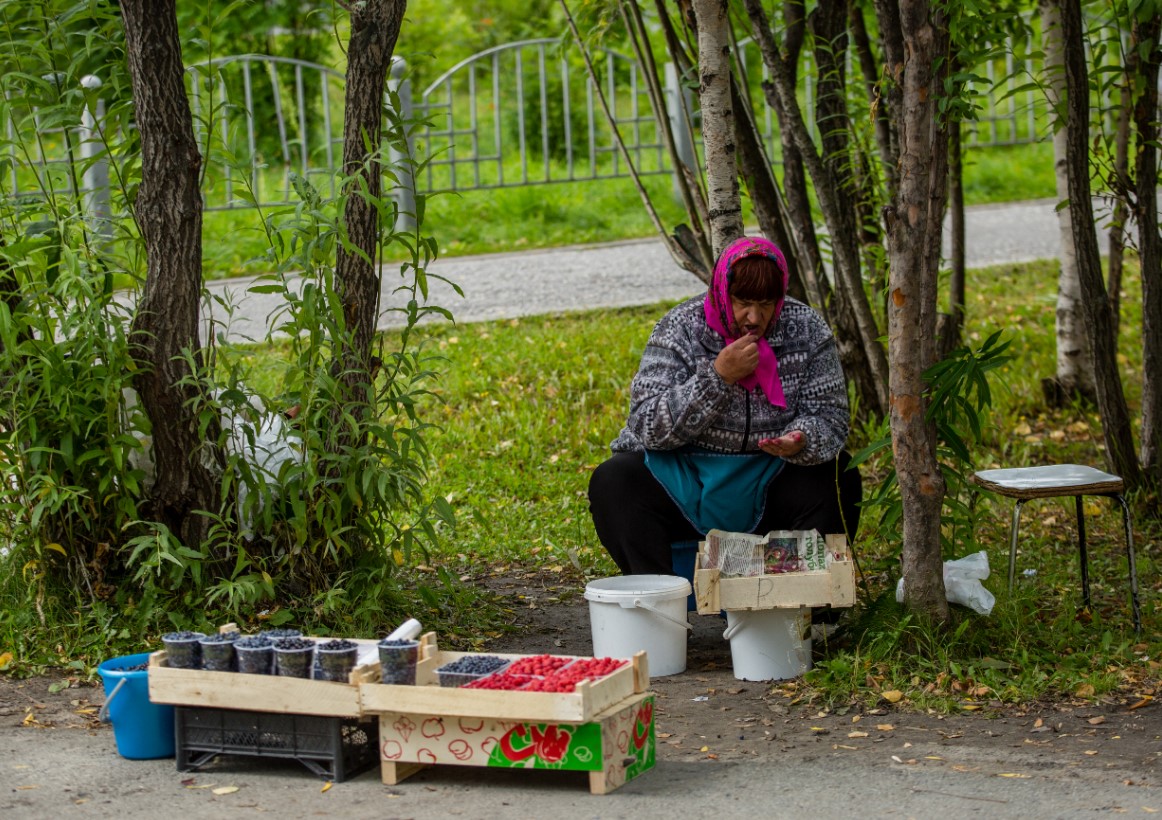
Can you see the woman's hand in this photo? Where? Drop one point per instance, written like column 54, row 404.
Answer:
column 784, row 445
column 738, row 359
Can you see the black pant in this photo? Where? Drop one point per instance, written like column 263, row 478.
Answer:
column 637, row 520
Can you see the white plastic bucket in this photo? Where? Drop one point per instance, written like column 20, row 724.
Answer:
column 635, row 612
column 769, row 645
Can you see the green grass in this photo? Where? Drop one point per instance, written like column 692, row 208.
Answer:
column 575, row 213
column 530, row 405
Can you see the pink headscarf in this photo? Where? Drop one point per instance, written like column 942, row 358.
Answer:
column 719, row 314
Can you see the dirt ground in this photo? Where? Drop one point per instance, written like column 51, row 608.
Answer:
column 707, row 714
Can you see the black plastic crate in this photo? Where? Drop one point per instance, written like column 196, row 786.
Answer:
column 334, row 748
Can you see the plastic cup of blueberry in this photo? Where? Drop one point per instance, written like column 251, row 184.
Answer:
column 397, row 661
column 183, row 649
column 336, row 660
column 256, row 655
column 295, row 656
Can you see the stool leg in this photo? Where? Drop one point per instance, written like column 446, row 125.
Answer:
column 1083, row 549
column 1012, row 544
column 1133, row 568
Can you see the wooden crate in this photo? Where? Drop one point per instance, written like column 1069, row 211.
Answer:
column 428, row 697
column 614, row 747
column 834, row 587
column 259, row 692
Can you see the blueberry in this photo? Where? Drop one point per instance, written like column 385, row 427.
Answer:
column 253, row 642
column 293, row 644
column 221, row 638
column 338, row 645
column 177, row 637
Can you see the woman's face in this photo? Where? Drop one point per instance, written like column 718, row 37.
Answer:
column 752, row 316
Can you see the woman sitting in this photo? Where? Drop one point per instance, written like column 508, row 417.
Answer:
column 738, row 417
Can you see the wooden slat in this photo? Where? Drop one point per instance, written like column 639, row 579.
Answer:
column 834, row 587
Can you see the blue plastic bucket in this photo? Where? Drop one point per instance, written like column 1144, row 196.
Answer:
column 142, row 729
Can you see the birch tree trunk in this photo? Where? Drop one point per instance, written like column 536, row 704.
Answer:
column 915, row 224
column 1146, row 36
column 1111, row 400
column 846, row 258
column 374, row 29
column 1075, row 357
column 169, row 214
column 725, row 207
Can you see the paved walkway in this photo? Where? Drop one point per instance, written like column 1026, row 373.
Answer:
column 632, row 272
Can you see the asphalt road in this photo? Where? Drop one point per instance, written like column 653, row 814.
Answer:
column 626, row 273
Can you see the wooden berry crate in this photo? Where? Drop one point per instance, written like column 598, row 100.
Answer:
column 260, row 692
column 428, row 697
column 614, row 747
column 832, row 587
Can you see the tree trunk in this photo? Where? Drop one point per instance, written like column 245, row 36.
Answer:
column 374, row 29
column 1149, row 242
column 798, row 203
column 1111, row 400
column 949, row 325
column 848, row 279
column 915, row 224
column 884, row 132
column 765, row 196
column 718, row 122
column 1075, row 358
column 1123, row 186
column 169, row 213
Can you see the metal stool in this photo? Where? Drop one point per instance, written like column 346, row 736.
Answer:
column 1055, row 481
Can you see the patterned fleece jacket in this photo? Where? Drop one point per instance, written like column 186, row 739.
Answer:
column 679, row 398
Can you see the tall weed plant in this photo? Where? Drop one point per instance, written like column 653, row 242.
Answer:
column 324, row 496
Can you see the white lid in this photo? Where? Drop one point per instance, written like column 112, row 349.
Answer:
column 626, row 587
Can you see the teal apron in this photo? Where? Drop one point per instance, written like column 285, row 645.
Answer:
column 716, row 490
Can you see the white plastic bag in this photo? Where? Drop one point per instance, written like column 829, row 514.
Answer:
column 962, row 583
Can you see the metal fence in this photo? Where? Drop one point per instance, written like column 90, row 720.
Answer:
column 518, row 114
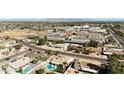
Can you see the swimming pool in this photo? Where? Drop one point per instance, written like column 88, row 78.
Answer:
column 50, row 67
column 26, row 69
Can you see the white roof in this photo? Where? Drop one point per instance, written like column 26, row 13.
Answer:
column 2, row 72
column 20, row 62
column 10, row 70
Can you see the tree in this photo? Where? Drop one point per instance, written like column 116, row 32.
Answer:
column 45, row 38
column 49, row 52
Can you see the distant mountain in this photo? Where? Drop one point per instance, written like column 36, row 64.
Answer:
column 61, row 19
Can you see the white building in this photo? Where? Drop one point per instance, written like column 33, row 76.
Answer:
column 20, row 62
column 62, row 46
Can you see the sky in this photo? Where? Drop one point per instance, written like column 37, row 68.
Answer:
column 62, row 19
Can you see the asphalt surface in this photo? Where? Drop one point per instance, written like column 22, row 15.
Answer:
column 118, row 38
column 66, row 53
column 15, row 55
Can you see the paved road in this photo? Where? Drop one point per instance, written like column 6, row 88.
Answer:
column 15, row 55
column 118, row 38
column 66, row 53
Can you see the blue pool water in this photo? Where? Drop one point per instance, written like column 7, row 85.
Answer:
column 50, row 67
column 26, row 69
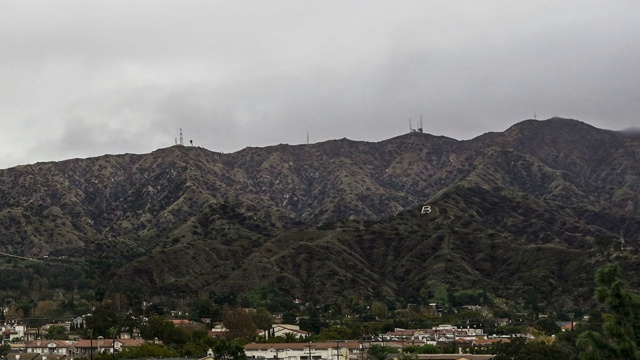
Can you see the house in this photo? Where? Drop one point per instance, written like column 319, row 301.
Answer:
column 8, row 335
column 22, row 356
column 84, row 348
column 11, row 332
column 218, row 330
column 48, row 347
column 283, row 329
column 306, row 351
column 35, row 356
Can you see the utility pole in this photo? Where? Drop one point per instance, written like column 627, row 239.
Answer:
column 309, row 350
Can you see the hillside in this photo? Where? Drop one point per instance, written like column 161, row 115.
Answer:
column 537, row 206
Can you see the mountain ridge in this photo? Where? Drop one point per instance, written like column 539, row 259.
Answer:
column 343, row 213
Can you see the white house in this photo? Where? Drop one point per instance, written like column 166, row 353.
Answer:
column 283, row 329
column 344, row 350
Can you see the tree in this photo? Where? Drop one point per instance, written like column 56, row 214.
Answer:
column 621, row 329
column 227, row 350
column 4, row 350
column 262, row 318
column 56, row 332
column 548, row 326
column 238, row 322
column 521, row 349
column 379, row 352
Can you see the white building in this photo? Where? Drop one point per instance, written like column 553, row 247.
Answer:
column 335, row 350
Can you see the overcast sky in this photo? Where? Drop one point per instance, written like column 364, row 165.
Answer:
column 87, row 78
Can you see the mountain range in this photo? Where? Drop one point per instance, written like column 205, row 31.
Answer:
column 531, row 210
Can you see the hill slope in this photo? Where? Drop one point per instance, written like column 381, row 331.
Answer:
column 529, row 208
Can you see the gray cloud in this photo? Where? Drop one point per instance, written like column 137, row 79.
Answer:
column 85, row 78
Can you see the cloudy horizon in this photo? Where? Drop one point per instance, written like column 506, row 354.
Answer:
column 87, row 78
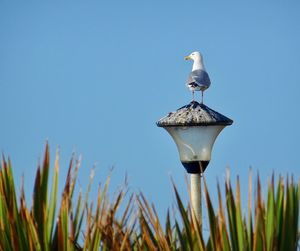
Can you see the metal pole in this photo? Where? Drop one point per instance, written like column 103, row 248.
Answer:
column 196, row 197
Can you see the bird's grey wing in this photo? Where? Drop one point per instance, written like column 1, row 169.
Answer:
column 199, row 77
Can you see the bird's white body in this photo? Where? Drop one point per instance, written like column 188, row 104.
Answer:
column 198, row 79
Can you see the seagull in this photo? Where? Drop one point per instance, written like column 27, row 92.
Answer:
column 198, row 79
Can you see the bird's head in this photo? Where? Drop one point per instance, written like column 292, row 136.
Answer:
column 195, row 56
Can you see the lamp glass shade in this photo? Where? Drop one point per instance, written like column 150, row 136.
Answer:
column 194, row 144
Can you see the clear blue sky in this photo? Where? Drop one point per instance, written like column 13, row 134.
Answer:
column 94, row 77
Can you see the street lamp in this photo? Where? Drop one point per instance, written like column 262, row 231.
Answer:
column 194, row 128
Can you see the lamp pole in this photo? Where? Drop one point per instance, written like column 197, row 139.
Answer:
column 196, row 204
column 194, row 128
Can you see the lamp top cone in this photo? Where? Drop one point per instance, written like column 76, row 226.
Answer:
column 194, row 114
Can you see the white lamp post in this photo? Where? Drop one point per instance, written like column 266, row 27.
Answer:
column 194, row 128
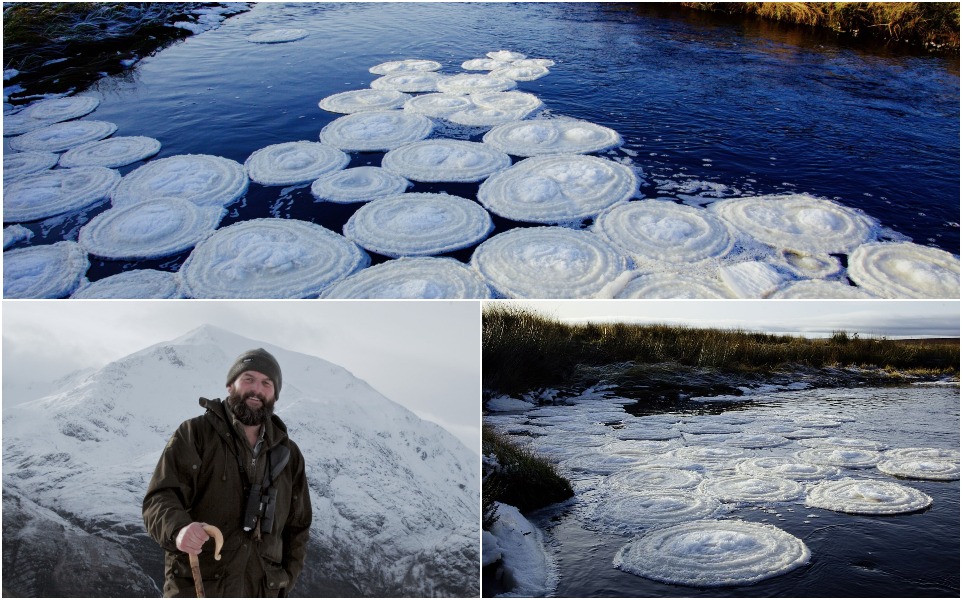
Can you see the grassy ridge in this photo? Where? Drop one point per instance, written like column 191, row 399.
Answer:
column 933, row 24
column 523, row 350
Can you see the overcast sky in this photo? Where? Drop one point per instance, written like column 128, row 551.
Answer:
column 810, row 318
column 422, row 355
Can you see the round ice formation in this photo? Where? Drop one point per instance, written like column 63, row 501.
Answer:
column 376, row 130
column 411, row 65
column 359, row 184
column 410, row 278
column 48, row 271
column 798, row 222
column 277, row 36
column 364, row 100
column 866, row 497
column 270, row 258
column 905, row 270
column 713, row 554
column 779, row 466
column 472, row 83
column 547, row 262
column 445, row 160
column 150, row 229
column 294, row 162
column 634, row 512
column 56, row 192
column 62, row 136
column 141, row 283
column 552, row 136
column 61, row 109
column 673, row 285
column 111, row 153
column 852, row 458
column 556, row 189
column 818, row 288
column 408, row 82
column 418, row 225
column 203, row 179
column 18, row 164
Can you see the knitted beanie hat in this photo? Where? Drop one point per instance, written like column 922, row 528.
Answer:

------------

» Your task
Repeat the listing word for word, starting at the line containing "Can you see the mountain range" and stopping after the line containing "column 529, row 208".

» Task response
Can you see the mountain range in this photo? Where? Drop one point per instance, written like column 205, row 31.
Answer:
column 531, row 210
Can you see the hill slope in this photo? Where? Drop one point per instance, written like column 381, row 331.
Answer:
column 529, row 208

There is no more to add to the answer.